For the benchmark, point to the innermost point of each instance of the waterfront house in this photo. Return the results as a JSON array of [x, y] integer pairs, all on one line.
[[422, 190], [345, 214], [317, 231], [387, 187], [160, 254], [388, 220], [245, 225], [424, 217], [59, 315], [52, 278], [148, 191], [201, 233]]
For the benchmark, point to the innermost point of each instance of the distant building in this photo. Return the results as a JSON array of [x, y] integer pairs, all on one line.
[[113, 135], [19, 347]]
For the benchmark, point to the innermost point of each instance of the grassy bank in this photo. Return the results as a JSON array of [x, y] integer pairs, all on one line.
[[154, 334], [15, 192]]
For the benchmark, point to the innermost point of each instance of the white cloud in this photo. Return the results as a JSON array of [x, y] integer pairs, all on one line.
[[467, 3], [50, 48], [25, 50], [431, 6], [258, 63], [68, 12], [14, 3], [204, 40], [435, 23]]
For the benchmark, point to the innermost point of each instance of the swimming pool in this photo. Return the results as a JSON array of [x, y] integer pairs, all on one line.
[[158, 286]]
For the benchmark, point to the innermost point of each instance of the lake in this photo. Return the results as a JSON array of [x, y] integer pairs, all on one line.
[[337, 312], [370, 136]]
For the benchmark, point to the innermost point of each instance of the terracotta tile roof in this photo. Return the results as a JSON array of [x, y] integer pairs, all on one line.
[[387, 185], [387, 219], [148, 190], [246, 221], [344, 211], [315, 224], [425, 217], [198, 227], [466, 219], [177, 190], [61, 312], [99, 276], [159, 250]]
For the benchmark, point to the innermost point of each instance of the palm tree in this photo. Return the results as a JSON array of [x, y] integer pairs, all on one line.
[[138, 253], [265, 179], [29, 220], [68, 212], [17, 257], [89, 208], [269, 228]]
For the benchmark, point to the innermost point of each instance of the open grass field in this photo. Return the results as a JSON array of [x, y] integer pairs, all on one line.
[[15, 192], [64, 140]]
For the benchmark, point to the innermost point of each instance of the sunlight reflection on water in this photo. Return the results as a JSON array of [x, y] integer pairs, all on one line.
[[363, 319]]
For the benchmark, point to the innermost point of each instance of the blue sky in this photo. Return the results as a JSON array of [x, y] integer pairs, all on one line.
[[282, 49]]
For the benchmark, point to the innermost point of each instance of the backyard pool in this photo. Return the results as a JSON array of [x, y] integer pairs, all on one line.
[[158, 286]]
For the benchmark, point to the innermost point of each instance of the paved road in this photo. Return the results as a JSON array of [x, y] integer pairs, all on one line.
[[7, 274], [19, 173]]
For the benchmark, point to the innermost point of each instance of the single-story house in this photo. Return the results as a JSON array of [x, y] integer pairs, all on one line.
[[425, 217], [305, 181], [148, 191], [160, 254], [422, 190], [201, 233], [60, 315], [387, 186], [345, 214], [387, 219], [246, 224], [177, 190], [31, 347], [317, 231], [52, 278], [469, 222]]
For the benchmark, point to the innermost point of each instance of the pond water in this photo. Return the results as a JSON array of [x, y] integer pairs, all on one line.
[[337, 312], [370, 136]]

___

- _REQUIREMENTS_: Render every line of the listing above as a numbered list, leaving out any blank lines.

- _RESPONSE_:
1. For the benchmark, point to the innermost point of each instance of the waterfront house in this photo. Return the results as a JSON array of [x, y] integer pairs, all on one line.
2. [[422, 190], [345, 214], [317, 231], [387, 187], [160, 254], [388, 220], [245, 225], [424, 217], [59, 315], [52, 278], [148, 191], [201, 233]]
3. For the benchmark, point to the innermost point of each instance of the distant building in this photo. Return the results as a JSON array of [x, y] integer pairs, all on one line.
4. [[113, 135], [19, 347]]
5. For the benchmark, point to the innermost point of each instance of the grassy bank in this photo. Return the results as a JSON array of [x, y] integer pairs, all on one line.
6. [[154, 334], [15, 192]]
7. For the benchmark, point to the innermost point of each instance of the white cloud in this photo. Return the results as a JSON array of [x, y] integer pairs, all on one line.
8. [[467, 3], [50, 48], [25, 50], [431, 6], [258, 63], [68, 12], [14, 3], [204, 40], [435, 23]]
9. For the benchmark, point to the innermost point of each instance of the swimming pool in this photo. Return the results as a JSON array of [x, y] integer pairs, all on one line.
10. [[158, 286]]
11. For the benchmark, point to the innermost point of each instance of the lake in this photo. Return the results as a JSON array of [x, y] integer pairs, all on one line.
12. [[337, 312], [370, 136]]
13. For the benchmark, point to the innermost point of each instance of the terracotta tile roof in this photo. Return the results as a JSON array of [x, y] integer pairs, all on one line.
14. [[387, 185], [387, 219], [148, 190], [246, 221], [344, 211], [315, 224], [425, 217], [198, 227], [466, 219], [177, 190], [61, 312], [99, 276], [159, 250]]
15. For the benchmark, point to the innermost point of each instance of the palm tree in this photo. Return the results as a JSON array of [x, y] integer pairs, all on one line.
16. [[138, 253], [265, 179], [29, 220], [68, 212], [17, 257], [89, 208], [269, 228]]
17. For the benchmark, point to the innermost point of each instance of the open grass field in this photo. Return the results as a JSON array of [x, y] integer pairs, all on one line.
18. [[15, 192], [64, 140]]
19. For the benchmark, point to the innermost point of each instance of the sunlight reflection on water in this photo. Return the results as a JSON array of [x, y] integer pairs, all on one line.
20. [[363, 319]]
21. For the benchmark, point to the innermost point of each instance of the blue sky in this photo. Return the results as a JSON array of [x, y] integer pairs, all on one line.
22. [[282, 49]]
23. For the benchmark, point to the innermost point of each instance of the backyard pool in this photo. Return the results as a JSON array of [x, y] integer pairs, all on one line.
24. [[158, 286]]
25. For the benchmark, point to the innermost point of each instance of the paved road in this photo. Return the results as a JSON array of [x, y] integer pairs, all on one line.
26. [[7, 274], [19, 173]]
27. For the benchmark, point to the innermost point of each instance of the single-story house in this photo. Return the results as a JSON array of [x, y] integer pairs, all on one line.
28. [[425, 217], [305, 181], [148, 191], [160, 254], [422, 190], [201, 233], [60, 315], [387, 186], [345, 214], [387, 219], [246, 224], [177, 190], [31, 347], [317, 231], [52, 278], [469, 222]]
29. For the benchmark, point to the innermost point of each instance of the pond water in this photo. Return the results as a JSON array of [x, y] integer pairs, all on one line.
30. [[337, 312], [370, 136]]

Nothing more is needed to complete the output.